- **Problem statement**: Format the lines of the data below as a numbered list, leaving out blank lines and pictures.
━━ Input ━━
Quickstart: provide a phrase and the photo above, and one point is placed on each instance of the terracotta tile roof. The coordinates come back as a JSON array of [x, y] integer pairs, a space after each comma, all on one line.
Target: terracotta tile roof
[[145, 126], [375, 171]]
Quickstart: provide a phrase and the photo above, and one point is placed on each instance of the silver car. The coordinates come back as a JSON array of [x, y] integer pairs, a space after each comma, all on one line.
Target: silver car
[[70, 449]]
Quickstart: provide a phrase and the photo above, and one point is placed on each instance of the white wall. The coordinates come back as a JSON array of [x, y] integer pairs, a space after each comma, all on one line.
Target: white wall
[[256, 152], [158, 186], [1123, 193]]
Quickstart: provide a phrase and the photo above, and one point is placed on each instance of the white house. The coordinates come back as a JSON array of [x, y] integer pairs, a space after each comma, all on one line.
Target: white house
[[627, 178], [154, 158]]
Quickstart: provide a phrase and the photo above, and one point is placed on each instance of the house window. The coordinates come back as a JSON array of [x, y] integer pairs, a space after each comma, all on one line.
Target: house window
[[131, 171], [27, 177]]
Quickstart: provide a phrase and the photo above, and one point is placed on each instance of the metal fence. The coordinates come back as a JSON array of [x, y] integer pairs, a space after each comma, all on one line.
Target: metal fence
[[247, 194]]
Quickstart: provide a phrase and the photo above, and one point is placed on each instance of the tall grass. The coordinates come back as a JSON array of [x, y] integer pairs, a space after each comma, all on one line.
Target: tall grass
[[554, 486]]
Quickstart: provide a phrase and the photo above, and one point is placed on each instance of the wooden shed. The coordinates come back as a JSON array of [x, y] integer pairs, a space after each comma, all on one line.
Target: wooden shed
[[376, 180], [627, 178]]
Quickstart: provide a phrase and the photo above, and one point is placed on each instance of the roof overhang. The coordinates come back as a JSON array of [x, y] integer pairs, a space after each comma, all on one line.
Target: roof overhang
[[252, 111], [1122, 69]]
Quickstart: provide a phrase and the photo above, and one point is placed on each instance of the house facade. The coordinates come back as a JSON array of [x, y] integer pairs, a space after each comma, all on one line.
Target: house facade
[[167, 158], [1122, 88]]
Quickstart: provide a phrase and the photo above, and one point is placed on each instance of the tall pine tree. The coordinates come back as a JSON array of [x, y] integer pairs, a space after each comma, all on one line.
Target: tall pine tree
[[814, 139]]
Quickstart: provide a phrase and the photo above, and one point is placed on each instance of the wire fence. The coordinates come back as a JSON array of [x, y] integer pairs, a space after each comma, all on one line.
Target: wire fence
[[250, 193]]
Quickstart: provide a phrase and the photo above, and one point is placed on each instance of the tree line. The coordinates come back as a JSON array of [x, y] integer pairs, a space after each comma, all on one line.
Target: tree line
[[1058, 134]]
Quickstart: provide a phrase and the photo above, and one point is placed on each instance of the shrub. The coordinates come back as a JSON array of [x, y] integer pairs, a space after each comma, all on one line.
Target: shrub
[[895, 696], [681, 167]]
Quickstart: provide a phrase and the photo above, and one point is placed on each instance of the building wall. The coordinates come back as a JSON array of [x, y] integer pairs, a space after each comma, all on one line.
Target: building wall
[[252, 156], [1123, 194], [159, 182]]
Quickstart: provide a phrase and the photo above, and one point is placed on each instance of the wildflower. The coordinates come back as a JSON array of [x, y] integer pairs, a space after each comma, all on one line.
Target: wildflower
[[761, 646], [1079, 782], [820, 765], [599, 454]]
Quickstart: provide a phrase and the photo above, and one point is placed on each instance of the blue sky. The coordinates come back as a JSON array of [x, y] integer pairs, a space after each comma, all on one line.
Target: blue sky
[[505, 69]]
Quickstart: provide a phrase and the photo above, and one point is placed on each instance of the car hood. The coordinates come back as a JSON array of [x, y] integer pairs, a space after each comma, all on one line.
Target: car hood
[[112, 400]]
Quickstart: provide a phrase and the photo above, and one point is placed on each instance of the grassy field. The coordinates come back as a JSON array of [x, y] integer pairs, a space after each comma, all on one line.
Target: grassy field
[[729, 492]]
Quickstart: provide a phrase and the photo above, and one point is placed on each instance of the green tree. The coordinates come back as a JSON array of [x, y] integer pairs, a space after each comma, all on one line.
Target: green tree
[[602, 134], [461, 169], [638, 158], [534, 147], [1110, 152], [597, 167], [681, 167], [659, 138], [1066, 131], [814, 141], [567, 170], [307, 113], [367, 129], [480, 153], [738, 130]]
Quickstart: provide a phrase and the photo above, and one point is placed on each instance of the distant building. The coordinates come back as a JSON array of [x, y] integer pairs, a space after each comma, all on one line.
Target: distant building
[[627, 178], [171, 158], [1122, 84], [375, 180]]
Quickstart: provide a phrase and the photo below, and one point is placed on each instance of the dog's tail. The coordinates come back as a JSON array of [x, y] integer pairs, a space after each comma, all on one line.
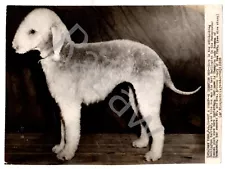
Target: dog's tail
[[170, 84]]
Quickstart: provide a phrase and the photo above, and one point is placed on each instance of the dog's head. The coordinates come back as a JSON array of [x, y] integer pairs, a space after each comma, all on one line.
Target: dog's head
[[41, 30]]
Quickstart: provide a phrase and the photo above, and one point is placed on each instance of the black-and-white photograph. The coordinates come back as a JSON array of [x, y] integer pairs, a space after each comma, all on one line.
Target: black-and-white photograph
[[105, 85]]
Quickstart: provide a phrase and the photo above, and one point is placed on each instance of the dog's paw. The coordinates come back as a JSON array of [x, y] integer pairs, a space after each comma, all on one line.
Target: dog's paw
[[140, 143], [57, 148], [154, 156], [65, 155]]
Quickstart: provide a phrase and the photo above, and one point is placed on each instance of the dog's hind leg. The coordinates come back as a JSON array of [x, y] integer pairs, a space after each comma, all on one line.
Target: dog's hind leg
[[149, 105], [143, 140], [59, 147]]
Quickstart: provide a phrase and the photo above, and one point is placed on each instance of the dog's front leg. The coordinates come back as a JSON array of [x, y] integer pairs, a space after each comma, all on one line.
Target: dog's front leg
[[71, 117], [59, 147]]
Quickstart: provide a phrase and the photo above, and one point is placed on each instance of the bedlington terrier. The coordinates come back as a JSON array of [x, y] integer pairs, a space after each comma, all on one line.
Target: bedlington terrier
[[79, 77]]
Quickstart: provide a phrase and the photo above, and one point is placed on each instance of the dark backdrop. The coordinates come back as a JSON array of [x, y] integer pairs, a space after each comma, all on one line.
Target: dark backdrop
[[175, 33]]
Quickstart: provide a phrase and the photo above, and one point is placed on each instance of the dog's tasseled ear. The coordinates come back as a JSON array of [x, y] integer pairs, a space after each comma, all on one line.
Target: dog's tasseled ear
[[58, 39]]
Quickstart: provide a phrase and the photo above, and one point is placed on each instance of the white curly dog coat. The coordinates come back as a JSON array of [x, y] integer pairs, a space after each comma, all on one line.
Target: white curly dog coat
[[78, 76]]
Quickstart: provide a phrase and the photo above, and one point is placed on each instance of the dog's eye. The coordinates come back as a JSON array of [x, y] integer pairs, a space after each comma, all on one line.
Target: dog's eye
[[32, 32]]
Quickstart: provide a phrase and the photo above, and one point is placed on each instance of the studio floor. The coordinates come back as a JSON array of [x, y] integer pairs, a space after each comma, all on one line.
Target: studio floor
[[103, 149]]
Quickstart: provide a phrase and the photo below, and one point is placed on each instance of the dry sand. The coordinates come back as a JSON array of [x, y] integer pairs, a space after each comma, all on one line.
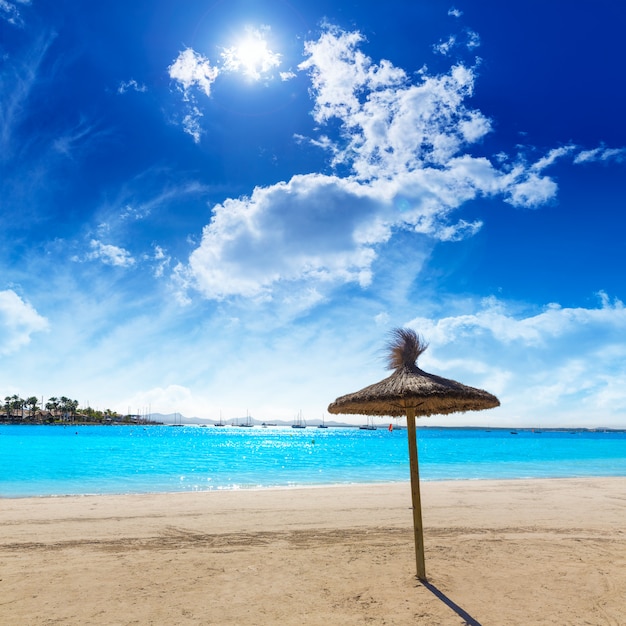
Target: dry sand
[[497, 553]]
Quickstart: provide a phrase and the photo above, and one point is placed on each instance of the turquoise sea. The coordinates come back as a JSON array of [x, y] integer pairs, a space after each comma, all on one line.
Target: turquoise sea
[[67, 460]]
━━━
- **Solution for this exercise**:
1. Quickstart: provide a phrase and the photo above, and one point is placed on each instance of the terracotta tile roof. The coordinates come back as a JSON array of [x, y] integer pairs, a space after each comma, all on one line.
2. Target: terracotta tile roof
3. [[145, 126], [375, 171]]
4. Quickstart: provide a phrase and the photo above, and one point is placed on each instance of the silver car. The coordinates come back as a JSON array of [x, y] integer pairs, a space after each comma, all on one line.
5. Target: silver car
6. [[70, 449]]
7. Quickstart: provide a phrase and the photo above, and one point is placed on each instance of the white wall. The coordinates come back as a JSON array of [x, y] integer pairs, a space after each comma, all on one line.
8. Target: white wall
9. [[256, 152], [158, 186], [1123, 193]]
10. Quickstart: provide a phrase and the photo above, and one point is placed on each instance of the white house. The coordinates come back as a JSON array of [x, y] integer pairs, a space after each comma, all on one line.
11. Target: white house
12. [[627, 178], [154, 158]]
13. Quickstart: provide a phrase and the photo above, and one point is placed on each instance of the house window. The coordinates come back as a JSON array of [x, y] integer pairs, a space after each comma, all on one line.
14. Target: house window
15. [[131, 171], [27, 177]]
16. Quickstart: provide a phrase and the photo above, and one point is placed on each instance of the metal fence. The coordinates come back as a JSON array of [x, y] integer pairs, a space after each comma, all on one line.
17. Target: metal fence
18. [[247, 194]]
19. Quickstart: provide a phrase and the photo above, and one point is placed on each instance of the tall grass. The coordinates come back as a JSON array of [x, y] integer pairs, a space after each comma, all on one line.
20. Target: tall grass
21. [[554, 486]]
22. Quickstart: provide a phrase and the photo above, and one point is placed on each instance of the wooden shed. The coordinates come back as a JSON array of [x, y] integer pairs, a space after each comma, all on one line.
23. Target: wooden shed
24. [[376, 180], [627, 178]]
25. Quickstart: provide a phrase and the photo above, and one point is placed on each instance of the roof overhang. The coordinates come back as a JSON array of [x, y] integer pairs, a space after each comma, all on one line.
26. Target: roof overhang
27. [[252, 111], [1122, 69]]
28. Quickstart: provide a phrase and the photo above, and one point is placed on each instance of the house facade. The coordinates come back as a JSON array of [x, y] integer pairs, a space after each comma, all on one line.
29. Target: house facade
30. [[167, 158], [1122, 88]]
31. Quickstart: provide a phrase and the photo above, and one point is placed on each instance of the tall pine tree. The coordinates come back as a JSON array of [x, y] integer pairs, a space after each comma, all on one line.
32. Target: tall pine tree
33. [[814, 139]]
34. Quickstart: provide a phrase and the photo above, and one point is placed on each instance of the wire fence. The coordinates come back as a JSON array of [x, y] integer pairs, a space after each comma, all on one line.
35. Target: wire fence
36. [[250, 193]]
37. Quickstart: provide a phrase and the photo above, and one point is placed on each instance of the tree line. The coordinates come back as a JSON array of [x, y] integer pairs, a space after each comma, all on one line.
38. Target: tree line
39. [[1058, 134]]
40. Quickstart: provide a phrase and the photo above, and one point is placed on each instance of the shrub. The coordinates come back as a JSON array of [x, y] integer pairs, a space after each comma, all on one line.
41. Target: shrub
42. [[895, 696], [681, 167]]
43. Quickstart: provide a phrase and the photo above, and one point is placed on each instance of the building wall. The coordinates come back as a JSON array of [x, y] integer pairs, a space after each comma, all on one line.
44. Target: building wall
45. [[252, 156], [1123, 194], [159, 182]]
46. Quickstart: provide a phrase and the photo above, and one point is placed on each instance of the wildflower. The coordinates come back as a JSON array of [x, y] integer pairs, a space after each comma, all on one line.
47. Target: wildflower
48. [[761, 646], [1079, 782], [820, 765], [599, 454]]
49. Quickstart: provide a phrase and the photo above, and one point is placed on each instance of the blue sky. The coordinates come back as a JSON array of [x, y] integer pairs, a space after each comma, all on one line.
50. Target: blue sky
51. [[505, 69]]
52. Quickstart: provide a phrase and the photo above, and one point is placed on each instance of the car hood. The coordinates come back as a JSON array of [x, y] integer pairs, a space after each comma, all on one line.
53. Target: car hood
54. [[112, 400]]
55. Quickstart: provide a phrase and the photo above, and one point is placed on each instance of the grassy field. The coordinates come back as a JSON array of [x, y] integer pairs, a space after each comma, all on one line.
56. Target: grassy field
57. [[729, 492]]
58. Quickstart: provide a phrase and the photo above, and one point is placed on each instance of the green tree. The coordinates come back as a JSON array of [x, y] integer pairs, a space after each comma, all on one line.
59. Target: green tree
60. [[602, 134], [461, 169], [638, 158], [534, 147], [1110, 152], [597, 167], [681, 167], [659, 138], [1066, 131], [814, 141], [567, 170], [307, 113], [367, 129], [480, 153], [738, 130]]
61. Quickstart: provide a phrase and the photo above, and one point is placed on each instance of the distant building. The coordinates come back as a JSON array of [x, y] integer pairs, a space after each comma, all on one line.
62. Target: distant building
63. [[627, 178], [171, 158], [1122, 84], [375, 180]]
64. Quickstart: provide a phrase and the photo below, and one point is placed on each instance of the dog's tail. The coordinates come back as a JSON array of [x, y] integer pairs, a space after each comma, all on one line.
65. Target: dog's tail
66. [[170, 84]]
67. Quickstart: provide a phrase and the photo above, and one point is placed on each instance of the dog's head. The coordinates come back as a JSON array of [x, y] integer pairs, a space after each comma, all on one line.
68. Target: dog's head
69. [[41, 30]]
70. Quickstart: provide a phrase and the photo above, and one point is placed on each instance of the black-and-white photograph. The coordinates come back as a JSON array of [x, y] integer pairs, a space after each comma, all on one line.
71. Target: black-and-white photograph
72. [[105, 85]]
73. Quickstart: provide a phrase and the photo above, and one point is placed on each instance of the dog's paw. The coordinates come back as a JSON array of [x, y] integer pairs, a space after each comma, all on one line.
74. Target: dog's paw
75. [[140, 143], [57, 148], [154, 156], [65, 155]]
76. Quickstart: provide a phrase and the photo above, and one point is placed on each instance of the dog's hind leg. The coordinates come back as a JSON array of [x, y] integer pairs, a space after each comma, all on one line.
77. Target: dog's hind leg
78. [[149, 105], [143, 140], [59, 147]]
79. Quickstart: provide a phrase and the photo above, and one point is placed on each instance of the dog's front leg. The coordinates come back as a JSON array of [x, y] integer pairs, a space after each comma, all on one line.
80. Target: dog's front leg
81. [[71, 117], [59, 147]]
82. Quickstart: provide a phrase and the photo above, and one point is placed on each instance of the bedlington terrier. The coordinates come back as a JSON array of [x, y] integer pairs, a space after each comma, all on one line.
83. Target: bedlington terrier
84. [[79, 77]]
85. Quickstart: provide a phrase and the photo above, and one point is placed on each instance of the dark backdrop. The coordinates come back as a JSON array of [x, y] integer pairs, a space after each comma, all on one line.
86. Target: dark backdrop
87. [[175, 33]]
88. Quickstart: provide a phrase and the photo above, and one point is placed on each instance of the dog's tasseled ear. The coordinates come back as a JSON array of [x, y] integer pairs, a space after each comma, all on one line.
89. Target: dog's tasseled ear
90. [[58, 39]]
91. Quickstart: provide a phrase and the photo above, and one point is placed on each instance of the white curly dog coat. The coordinates come back as a JSON array of [x, y] integer pairs, a space after each comma, all on one line.
92. Target: white curly dog coat
93. [[78, 76]]
94. Quickstart: provide a phrase and the photo above, and one point is placed on each instance of the dog's eye. The coordinates come back as a JSON array of [x, y] integer pairs, a space after each comma, all on one line.
95. Target: dog's eye
96. [[32, 32]]
97. Quickstart: provide a phrase and the photo above, and one point is placed on each instance of the studio floor. The coordinates come back as a JSON array of [x, y] integer pairs, a space after each comma, all on one line.
98. Target: studio floor
99. [[103, 149]]
100. Quickstart: provide a phrase and the photo below, and one point is placed on each instance of the dry sand. The coordinates come back as a JSON array of [x, y] integer pairs, a space after each comma, all on one line.
101. Target: dry sand
102. [[497, 553]]
103. Quickstart: provide a phrase and the photo above, and one point is placed on each instance of the turquoise sea. The coordinates come back as a JSON array of [x, y] integer pairs, a space after each comma, all on one line.
104. Target: turquoise sea
105. [[67, 460]]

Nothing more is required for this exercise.